---- Task data

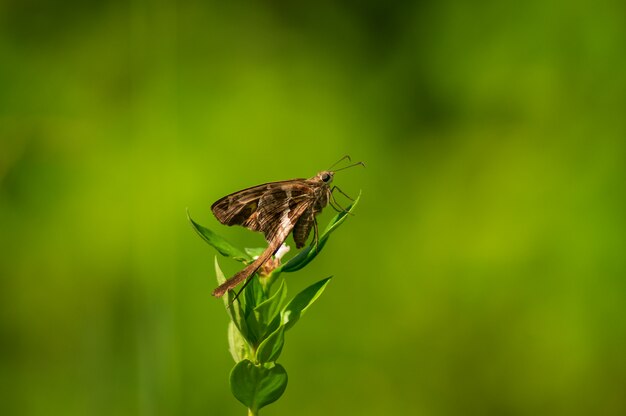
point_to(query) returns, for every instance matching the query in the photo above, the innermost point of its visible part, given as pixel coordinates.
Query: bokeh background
(484, 272)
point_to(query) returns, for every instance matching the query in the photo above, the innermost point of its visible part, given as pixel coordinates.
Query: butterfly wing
(268, 208)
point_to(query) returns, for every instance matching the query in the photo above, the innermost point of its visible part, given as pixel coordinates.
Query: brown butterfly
(277, 209)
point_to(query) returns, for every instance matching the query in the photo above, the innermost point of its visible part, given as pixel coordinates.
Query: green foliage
(261, 316)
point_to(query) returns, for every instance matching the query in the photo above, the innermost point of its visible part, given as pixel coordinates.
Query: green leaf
(301, 302)
(271, 347)
(267, 310)
(254, 252)
(234, 309)
(257, 386)
(308, 254)
(253, 295)
(222, 246)
(237, 344)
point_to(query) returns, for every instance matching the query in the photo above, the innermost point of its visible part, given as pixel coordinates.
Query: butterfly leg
(315, 234)
(332, 204)
(332, 196)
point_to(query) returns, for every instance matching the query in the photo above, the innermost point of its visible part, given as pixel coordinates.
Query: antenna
(340, 160)
(352, 165)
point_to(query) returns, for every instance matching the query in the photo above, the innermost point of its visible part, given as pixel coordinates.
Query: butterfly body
(276, 209)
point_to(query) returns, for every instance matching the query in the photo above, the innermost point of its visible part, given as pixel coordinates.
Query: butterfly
(277, 209)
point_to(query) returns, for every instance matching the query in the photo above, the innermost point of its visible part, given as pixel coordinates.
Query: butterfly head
(326, 176)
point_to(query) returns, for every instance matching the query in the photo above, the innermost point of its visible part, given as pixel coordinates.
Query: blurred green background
(484, 272)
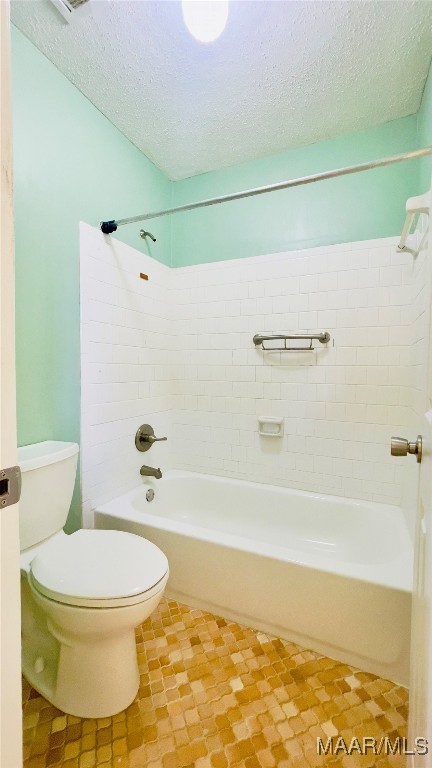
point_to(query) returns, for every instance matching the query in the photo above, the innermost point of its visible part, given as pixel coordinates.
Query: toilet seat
(99, 569)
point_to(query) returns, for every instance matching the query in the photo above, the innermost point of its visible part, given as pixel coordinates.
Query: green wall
(70, 164)
(424, 133)
(358, 207)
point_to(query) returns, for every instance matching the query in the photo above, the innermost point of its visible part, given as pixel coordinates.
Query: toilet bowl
(82, 594)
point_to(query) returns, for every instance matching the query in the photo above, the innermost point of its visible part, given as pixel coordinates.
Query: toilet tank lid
(42, 454)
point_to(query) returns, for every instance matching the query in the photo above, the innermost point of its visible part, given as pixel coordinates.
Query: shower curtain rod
(108, 227)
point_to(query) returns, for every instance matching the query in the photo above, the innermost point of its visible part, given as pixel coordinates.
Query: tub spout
(150, 472)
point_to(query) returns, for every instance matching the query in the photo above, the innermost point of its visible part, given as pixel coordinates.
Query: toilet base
(83, 660)
(91, 681)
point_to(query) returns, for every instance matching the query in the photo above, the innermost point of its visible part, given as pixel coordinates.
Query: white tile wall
(340, 404)
(177, 351)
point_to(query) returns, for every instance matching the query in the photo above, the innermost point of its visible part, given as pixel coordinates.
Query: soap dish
(271, 426)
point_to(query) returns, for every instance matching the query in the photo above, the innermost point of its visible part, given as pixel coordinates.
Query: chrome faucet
(150, 472)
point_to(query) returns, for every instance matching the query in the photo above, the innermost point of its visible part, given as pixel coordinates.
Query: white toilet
(82, 595)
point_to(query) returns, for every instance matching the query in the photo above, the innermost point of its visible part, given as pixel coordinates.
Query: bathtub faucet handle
(402, 447)
(145, 437)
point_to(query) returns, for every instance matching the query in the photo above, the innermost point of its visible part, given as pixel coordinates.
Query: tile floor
(214, 694)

--------

__Goal__
Make an exact copy of the data, leaving its pictures out.

__Result for this task__
point_to(query) returns, for every instance matching the query in the photo above, the innermost point of its visible part, given as pixel coordinates.
Query: bokeh background
(484, 272)
point_to(query) returns, for every instance matching the query in the photo above, the innermost point of its visible part, given as pixel coordinates.
Query: butterfly wing
(268, 208)
point_to(query) returns, for every instance matching the query in the photo above, the innermost point of its visible part, given as pixel coordinates.
Query: brown butterfly
(277, 209)
point_to(query) returns, for every instance matching the query in the photo above, the innermost point of its visible part, given as pixel coordinates.
Query: green foliage
(261, 316)
point_to(query) returns, for every instance matching the query in the photo above, the innermost point of its visible part, given as pixel coordinates.
Query: green leaf
(301, 302)
(271, 347)
(267, 310)
(254, 252)
(234, 309)
(257, 386)
(308, 254)
(253, 295)
(222, 246)
(237, 344)
point_to(query) returns, for every instance matching the query in the photo above, the innermost point of its visible part, given as pixel coordinates.
Query: butterfly leg
(315, 234)
(332, 204)
(332, 196)
point_to(query) returns, for every instance matching the query in the photo above, the innermost point of its visible part, given as pixel coordinates.
Query: antenna
(340, 160)
(352, 165)
point_to(query) returns, for every instance matching the query in the photo above, the innermost point of its visible part, given as pixel coordinates.
Query: butterfly body
(276, 209)
point_to(query) returns, for every instance matching the query in the photo above, the innermost point of its visible part, given as pixel coordinates.
Query: butterfly
(277, 209)
point_to(query) returns, for every instance matching the query in the photo above, the innermost point of its visible part, given as pixel coordinates.
Query: butterfly head
(326, 176)
point_to(query) returns, for every instance matching the query in the photo above, the innermost point of its visible part, given as pixel coordinates.
Query: blurred green background
(484, 272)
point_to(query) returns, for every instance matching the query in the photo above, the innermost point of its visible part, given as pixel coordinates.
Query: toilet seat
(99, 569)
point_to(query) returns, for every instance matching the query in the photo above, the innermost point of its visible part, given as pixel coordinates.
Query: green wall
(70, 164)
(424, 133)
(358, 207)
point_to(query) returns, for every instance matching the query in the photo above, the innermost point of its visible part, given as pixel coordinates.
Query: toilet bowl
(82, 594)
point_to(query) returns, for every instance matching the query in the photo above, the innermost point of its visible part, given as pixel coordinates.
Query: toilet tank lid
(42, 454)
point_to(query) returns, for every instance matching the query in the photo above, the innermost point of its visible part, given as pixel coordinates.
Query: shower curtain rod
(108, 227)
point_to(query) returns, for every instance matching the query in the photo above, the innermost point of its visible part, given as pixel coordinates.
Query: tub spout
(150, 472)
point_to(query) returns, for every instance matching the query in the photo above, the innermost point of its visible part, given as pixel coordinates.
Query: toilet base
(83, 660)
(91, 681)
point_to(query) returns, for every instance matching the query in the photo above, the innermost point of its visible part, given as pixel coordinates.
Query: white tile wall
(340, 404)
(177, 351)
point_to(query) returns, for every instance matching the query in the photo above, the innermost point of its visible part, given as pixel coordinates.
Query: soap dish
(271, 426)
point_to(query) returns, for every instance matching the query in the photo above, the innermost point of its visible part, given as pixel coordinates.
Query: chrome faucet
(150, 472)
point_to(query) returns, for every instance matching the query in the photo above, the innermost point of its visible part, given as pixel coordinates.
Query: white toilet
(82, 595)
point_to(query) returns, for every instance matching the query in the photo above, the innermost point of its visible part, given as pixel coordinates.
Query: bathtub faucet handle
(402, 447)
(145, 437)
point_to(query) returns, for every instance matching the query in the photo above, the innermost point of its visible part, given as pixel coordinates.
Query: tile floor
(214, 694)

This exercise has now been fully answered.